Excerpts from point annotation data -
· · · · ·
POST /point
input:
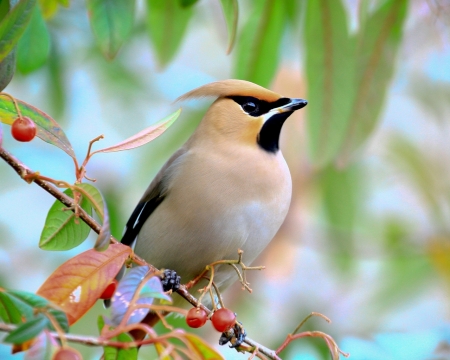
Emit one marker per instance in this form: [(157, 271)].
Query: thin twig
[(22, 170)]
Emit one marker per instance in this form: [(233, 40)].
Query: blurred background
[(367, 238)]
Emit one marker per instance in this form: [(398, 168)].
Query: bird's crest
[(231, 87)]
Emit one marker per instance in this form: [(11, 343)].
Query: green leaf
[(30, 301), (7, 68), (27, 331), (62, 229), (47, 128), (12, 309), (13, 25), (186, 3), (50, 7), (258, 47), (341, 191), (112, 353), (167, 22), (8, 64), (111, 22), (378, 42), (34, 45), (94, 196), (330, 72), (231, 12), (43, 348)]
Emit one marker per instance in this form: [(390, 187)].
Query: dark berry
[(196, 318)]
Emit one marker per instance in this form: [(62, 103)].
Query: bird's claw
[(170, 280), (236, 336)]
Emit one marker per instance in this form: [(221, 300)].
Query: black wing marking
[(154, 196), (138, 217)]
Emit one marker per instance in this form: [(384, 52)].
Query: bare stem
[(22, 169)]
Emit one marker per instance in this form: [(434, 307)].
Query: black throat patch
[(269, 136)]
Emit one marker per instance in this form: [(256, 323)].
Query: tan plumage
[(224, 190)]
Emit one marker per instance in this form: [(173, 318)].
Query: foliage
[(347, 71)]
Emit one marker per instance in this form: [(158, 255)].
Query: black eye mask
[(255, 107)]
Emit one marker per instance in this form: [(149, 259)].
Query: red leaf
[(145, 136), (78, 283)]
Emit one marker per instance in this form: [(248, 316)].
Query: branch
[(22, 170)]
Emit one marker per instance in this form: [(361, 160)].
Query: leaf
[(34, 46), (167, 22), (124, 294), (258, 47), (111, 22), (13, 25), (378, 43), (35, 302), (27, 331), (79, 282), (93, 195), (56, 84), (201, 348), (144, 136), (50, 7), (330, 72), (112, 353), (186, 3), (12, 309), (47, 128), (98, 202), (342, 197), (7, 68), (43, 348), (62, 230), (231, 12)]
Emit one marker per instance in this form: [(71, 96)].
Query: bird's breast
[(216, 204)]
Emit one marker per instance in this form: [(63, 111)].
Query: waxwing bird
[(227, 188)]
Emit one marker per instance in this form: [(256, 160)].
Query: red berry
[(223, 319), (67, 354), (196, 317), (23, 129), (109, 291)]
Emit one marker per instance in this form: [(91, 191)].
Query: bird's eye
[(249, 107)]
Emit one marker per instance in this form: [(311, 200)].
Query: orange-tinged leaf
[(78, 283), (145, 136)]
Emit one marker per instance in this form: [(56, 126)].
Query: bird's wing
[(153, 196)]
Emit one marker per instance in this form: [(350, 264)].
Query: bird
[(228, 188)]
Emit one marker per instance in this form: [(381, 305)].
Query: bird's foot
[(170, 280), (236, 336)]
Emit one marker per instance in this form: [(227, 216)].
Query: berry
[(196, 318), (67, 353), (23, 129), (110, 290), (223, 319)]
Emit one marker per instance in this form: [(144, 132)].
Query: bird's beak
[(293, 105)]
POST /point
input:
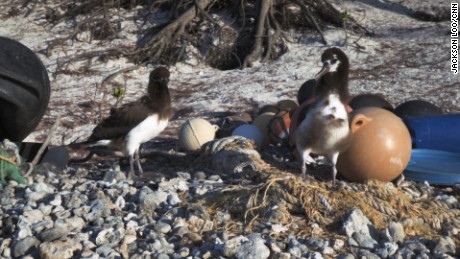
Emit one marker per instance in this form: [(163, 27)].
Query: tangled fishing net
[(283, 197)]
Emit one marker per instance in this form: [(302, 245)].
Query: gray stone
[(364, 253), (173, 199), (232, 244), (356, 221), (352, 242), (173, 185), (113, 176), (315, 255), (396, 231), (23, 246), (346, 256), (53, 234), (416, 246), (253, 248), (42, 225), (445, 245), (364, 241), (64, 248), (162, 227), (150, 200), (315, 243), (33, 215), (98, 209), (387, 249), (75, 224), (110, 237), (199, 176), (295, 251), (404, 252), (107, 251)]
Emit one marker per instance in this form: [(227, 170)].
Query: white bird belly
[(149, 128)]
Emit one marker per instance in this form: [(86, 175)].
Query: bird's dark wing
[(122, 120)]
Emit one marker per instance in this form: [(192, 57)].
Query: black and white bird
[(137, 122), (325, 130)]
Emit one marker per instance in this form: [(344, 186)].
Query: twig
[(311, 18), (47, 141), (8, 159)]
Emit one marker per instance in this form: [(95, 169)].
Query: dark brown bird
[(325, 130), (137, 122)]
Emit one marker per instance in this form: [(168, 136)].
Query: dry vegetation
[(228, 34)]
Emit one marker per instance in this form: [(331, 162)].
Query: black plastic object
[(24, 90), (417, 108), (370, 100)]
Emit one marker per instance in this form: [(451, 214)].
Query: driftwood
[(227, 34)]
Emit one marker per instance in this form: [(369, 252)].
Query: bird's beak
[(324, 70)]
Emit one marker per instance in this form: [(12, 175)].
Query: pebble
[(53, 234), (396, 231), (23, 246), (253, 248), (356, 221), (72, 216)]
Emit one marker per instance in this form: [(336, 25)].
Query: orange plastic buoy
[(380, 148)]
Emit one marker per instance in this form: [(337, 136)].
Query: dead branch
[(264, 7), (169, 35)]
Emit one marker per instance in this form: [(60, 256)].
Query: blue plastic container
[(436, 132), (433, 166)]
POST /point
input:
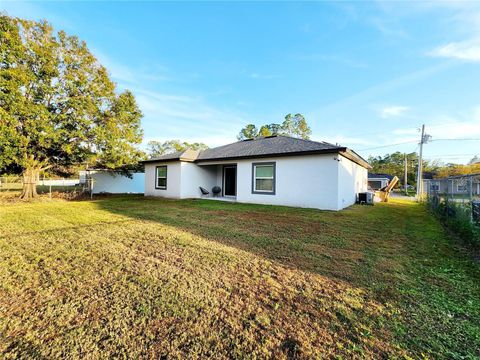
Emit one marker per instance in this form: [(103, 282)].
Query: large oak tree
[(58, 106), (293, 125)]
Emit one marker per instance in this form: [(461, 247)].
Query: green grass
[(135, 277)]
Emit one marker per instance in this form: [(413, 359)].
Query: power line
[(389, 145), (455, 140)]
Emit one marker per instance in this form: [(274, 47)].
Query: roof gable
[(269, 146)]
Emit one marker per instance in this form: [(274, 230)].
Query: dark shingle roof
[(381, 176), (272, 145), (276, 145)]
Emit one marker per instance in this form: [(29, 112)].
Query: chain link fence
[(10, 185), (456, 201)]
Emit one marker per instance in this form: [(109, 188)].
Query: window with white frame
[(263, 178), (161, 177)]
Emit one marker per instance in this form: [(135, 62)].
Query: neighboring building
[(378, 181), (456, 185), (277, 170), (108, 182)]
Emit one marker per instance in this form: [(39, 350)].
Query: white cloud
[(464, 50), (393, 111)]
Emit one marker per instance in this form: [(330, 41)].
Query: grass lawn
[(134, 277)]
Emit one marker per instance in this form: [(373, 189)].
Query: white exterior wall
[(314, 181), (173, 180), (108, 182), (352, 179), (303, 181), (194, 176)]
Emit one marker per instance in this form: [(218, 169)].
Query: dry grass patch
[(134, 277)]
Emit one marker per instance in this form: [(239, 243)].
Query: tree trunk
[(30, 176)]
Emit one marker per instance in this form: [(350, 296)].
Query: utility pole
[(423, 140)]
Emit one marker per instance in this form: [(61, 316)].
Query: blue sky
[(364, 74)]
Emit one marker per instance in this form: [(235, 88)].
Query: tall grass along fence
[(456, 201), (45, 185)]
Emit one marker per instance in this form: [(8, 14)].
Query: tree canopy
[(158, 148), (293, 125), (58, 106)]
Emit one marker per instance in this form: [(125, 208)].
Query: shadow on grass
[(360, 245)]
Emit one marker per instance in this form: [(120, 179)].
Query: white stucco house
[(276, 170)]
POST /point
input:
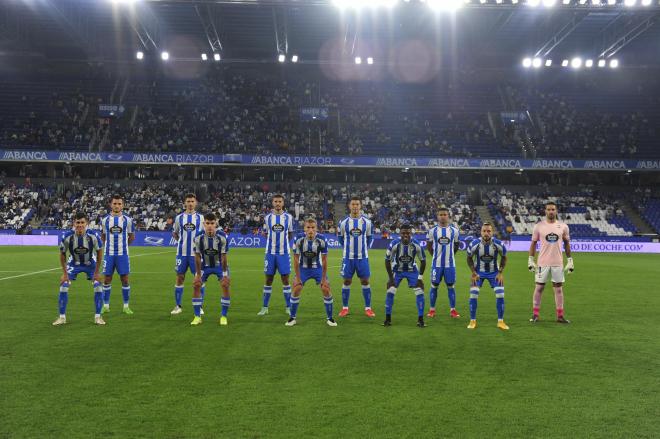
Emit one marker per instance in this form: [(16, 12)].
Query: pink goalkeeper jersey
[(551, 236)]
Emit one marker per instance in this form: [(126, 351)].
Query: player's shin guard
[(294, 302), (451, 294), (499, 302), (98, 298), (63, 298), (107, 289), (433, 295), (419, 299), (345, 295), (327, 301), (286, 291), (178, 294), (559, 300), (389, 300), (366, 293), (224, 303), (474, 296), (267, 291), (126, 293), (197, 306)]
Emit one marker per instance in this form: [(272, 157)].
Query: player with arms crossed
[(85, 254), (551, 233), (486, 251), (400, 264), (442, 243), (355, 234), (117, 234), (211, 247), (186, 227), (310, 261), (279, 226)]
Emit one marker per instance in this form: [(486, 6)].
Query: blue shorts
[(351, 266), (279, 263), (208, 271), (121, 263), (311, 273), (74, 270), (448, 273), (490, 277), (183, 263), (411, 276)]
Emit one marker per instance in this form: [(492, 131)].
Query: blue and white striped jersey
[(116, 230), (402, 256), (81, 248), (309, 251), (278, 228), (443, 239), (210, 248), (356, 236), (486, 254), (187, 226)]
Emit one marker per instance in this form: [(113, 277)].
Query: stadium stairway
[(486, 217), (634, 216)]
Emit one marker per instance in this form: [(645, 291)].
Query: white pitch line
[(59, 268)]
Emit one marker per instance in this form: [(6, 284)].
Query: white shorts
[(544, 274)]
· · · · ·
WHAT YOU WILL DO - Lay out the material from the line with "Emit one marker per instance in this form: [(434, 307)]." up to and including the line with "230), (231, 12)]" as a two-column CSV headed request and answer. Give each answer its own row beside the text that precedes it, put every field in quotation marks, and turn line breaks into spaces.

TASK ANSWER -
request,answer
"Emit one marker per instance in this form: [(434, 307)]. Query: black throat patch","[(269, 136)]"
"Emit one marker per instance in this form: [(256, 323)]. Query: tan plumage","[(224, 190)]"
"Emit one marker per instance in this form: [(173, 318)]. Query: foliage","[(347, 71)]"
"Emit one marker per instance in this form: [(158, 255)]. Query: black eye mask","[(255, 107)]"
"Emit one marker per instance in this form: [(149, 259)]. Query: red leaf","[(145, 136), (78, 283)]"
"Emit one marker per instance in this form: [(248, 316)]. Query: branch","[(22, 170)]"
"Emit one marker per instance in this form: [(361, 160)]. Query: leaf","[(34, 46), (167, 22), (124, 294), (258, 47), (111, 22), (13, 25), (378, 43), (35, 302), (27, 331), (79, 282), (93, 195), (56, 84), (201, 348), (144, 136), (50, 7), (330, 72), (112, 353), (186, 3), (12, 309), (47, 128), (98, 202), (342, 197), (7, 68), (43, 348), (62, 230), (231, 12)]"